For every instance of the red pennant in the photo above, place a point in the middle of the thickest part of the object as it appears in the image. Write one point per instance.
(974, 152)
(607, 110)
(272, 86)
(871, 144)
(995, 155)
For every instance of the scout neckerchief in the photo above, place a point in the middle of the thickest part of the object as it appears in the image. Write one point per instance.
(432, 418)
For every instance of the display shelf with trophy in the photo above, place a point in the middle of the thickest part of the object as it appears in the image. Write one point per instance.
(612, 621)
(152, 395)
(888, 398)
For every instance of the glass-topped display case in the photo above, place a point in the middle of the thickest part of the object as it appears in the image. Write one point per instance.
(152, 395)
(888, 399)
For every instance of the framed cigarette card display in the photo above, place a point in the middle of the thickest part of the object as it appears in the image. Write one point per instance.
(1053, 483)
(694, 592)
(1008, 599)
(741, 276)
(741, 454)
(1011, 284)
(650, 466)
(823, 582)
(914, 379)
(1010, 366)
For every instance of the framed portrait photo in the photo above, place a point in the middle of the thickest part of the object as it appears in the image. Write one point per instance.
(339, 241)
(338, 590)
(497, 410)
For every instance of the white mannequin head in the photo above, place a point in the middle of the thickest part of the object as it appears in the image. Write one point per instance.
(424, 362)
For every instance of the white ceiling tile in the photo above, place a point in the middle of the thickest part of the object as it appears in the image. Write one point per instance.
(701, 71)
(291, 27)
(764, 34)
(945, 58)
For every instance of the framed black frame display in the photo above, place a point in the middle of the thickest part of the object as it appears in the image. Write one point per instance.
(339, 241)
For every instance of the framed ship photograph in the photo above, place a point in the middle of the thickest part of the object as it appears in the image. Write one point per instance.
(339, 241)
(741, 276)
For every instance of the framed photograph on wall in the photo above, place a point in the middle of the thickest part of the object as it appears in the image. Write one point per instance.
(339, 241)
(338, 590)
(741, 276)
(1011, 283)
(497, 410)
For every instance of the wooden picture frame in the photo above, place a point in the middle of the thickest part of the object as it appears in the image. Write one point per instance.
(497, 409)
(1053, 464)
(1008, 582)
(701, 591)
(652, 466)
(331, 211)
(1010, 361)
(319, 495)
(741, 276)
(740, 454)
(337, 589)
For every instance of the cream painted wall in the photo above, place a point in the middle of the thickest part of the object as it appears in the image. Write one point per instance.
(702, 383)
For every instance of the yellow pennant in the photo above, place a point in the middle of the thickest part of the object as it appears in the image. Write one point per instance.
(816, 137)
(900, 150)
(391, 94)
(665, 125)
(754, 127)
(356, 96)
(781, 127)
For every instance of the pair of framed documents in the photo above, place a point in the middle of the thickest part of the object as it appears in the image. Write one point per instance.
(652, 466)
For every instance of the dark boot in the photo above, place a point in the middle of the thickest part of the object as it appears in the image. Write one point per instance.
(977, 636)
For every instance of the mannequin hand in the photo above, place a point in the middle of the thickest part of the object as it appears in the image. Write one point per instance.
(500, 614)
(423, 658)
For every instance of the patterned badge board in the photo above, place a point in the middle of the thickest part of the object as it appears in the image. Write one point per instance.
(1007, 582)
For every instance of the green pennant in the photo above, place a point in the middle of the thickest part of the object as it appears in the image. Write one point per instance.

-*-*-

Transcribe each entry exactly as it appears.

Exercise output:
For every instance of the red pennant in the photo above, place a point in the middle of the thickest part of the object as it appears in the image. Write one point per instance.
(974, 152)
(607, 110)
(272, 86)
(871, 144)
(995, 155)
For every instance of the scout neckerchief in the photo above, place a point in the middle of the thickest part of the object as it appears in the image. Write one point per instance.
(432, 418)
For every instance of the display shelf with trophy in the photo above, place a point in the middle of the thickest part of the object as it appears in the image. Write one point per instance.
(612, 621)
(152, 395)
(888, 398)
For every instance of the glass-topped display case in the photo above, place a point in the middle of the thickest part of the object as it appears in the image. Write one point per instance.
(152, 395)
(888, 399)
For every instance of the framed cigarette card display in the photo above, place a point in the middle of the thickest part of the object as it appears in the image. Write one point per instance.
(1053, 483)
(694, 592)
(1008, 599)
(741, 276)
(741, 454)
(1011, 284)
(650, 466)
(823, 582)
(914, 379)
(1010, 366)
For every instance of the framed portrait photo in the photo above, place a point in the middle of the thickest part of the object as it appears in the image. Write one point per instance.
(339, 241)
(338, 590)
(497, 410)
For every instance of the white mannequin head in the photo above, place a point in the middle of the thickest part of the object as it appears in the image. Write one point per instance.
(424, 362)
For every instance of the white ceiling tile in the photo above, place a point in the middle of the thickest part of the object as it appears in the image. Write one point per instance.
(701, 71)
(291, 27)
(764, 34)
(945, 58)
For every instance of the framed black frame display in the photo above, place a point in the middle of the thickest part of the object as it appears in the image. Write one point per instance.
(339, 241)
For every instance of the framed ship photograph in the photo above, place a point in the middle of the thickest part of the object as it appears in the image. Write one point per instance.
(339, 241)
(741, 276)
For every instance of the framed photograph on wall in the photo above, place a point in the middle of the thickest part of the object as it appears in the image. Write one point per instance.
(339, 241)
(338, 590)
(741, 276)
(1011, 283)
(497, 410)
For every instance of the wooden picture frame in the photo above, place a point in the middle of the thickest part of the object as it appears in the image. Write one point per instance.
(497, 409)
(1053, 464)
(1008, 582)
(701, 591)
(652, 466)
(331, 211)
(1010, 361)
(319, 495)
(741, 276)
(740, 454)
(337, 589)
For every instance of the cream painted wall in the photo above, place a point in the middle of the thickest part of the object as it appears in the image. Write one point per instance.
(702, 383)
For every instance of the yellow pennant in the photo above, place a point in the middle of the thickest part of the object as it appears in the image. Write one point per instance.
(816, 137)
(900, 150)
(391, 94)
(665, 125)
(754, 127)
(356, 96)
(781, 127)
For every instance of the pair of framed documents in the photo above, place a point in the middle of the thickest part of the object as it appears in the image. Write one point per instance.
(652, 466)
For every instance of the dark boot in the photo above, place a point in the middle of the thickest part of the object as it appears in the image. Write one point per instance.
(977, 636)
For every instance of the mannequin hand in the photo above, place a point in the middle of the thickest part of the object as it appears in the image. Write one point per instance.
(500, 614)
(423, 658)
For every instance of the patterned badge board in the photo above, place a point in the middle of the thickest part of the object as it appears in the image. Write one point per instance.
(1007, 582)
For every instance of the green pennant in the photo above, place a point in the middle of the thickest part of the object as it appears in the image. Write one point per instance.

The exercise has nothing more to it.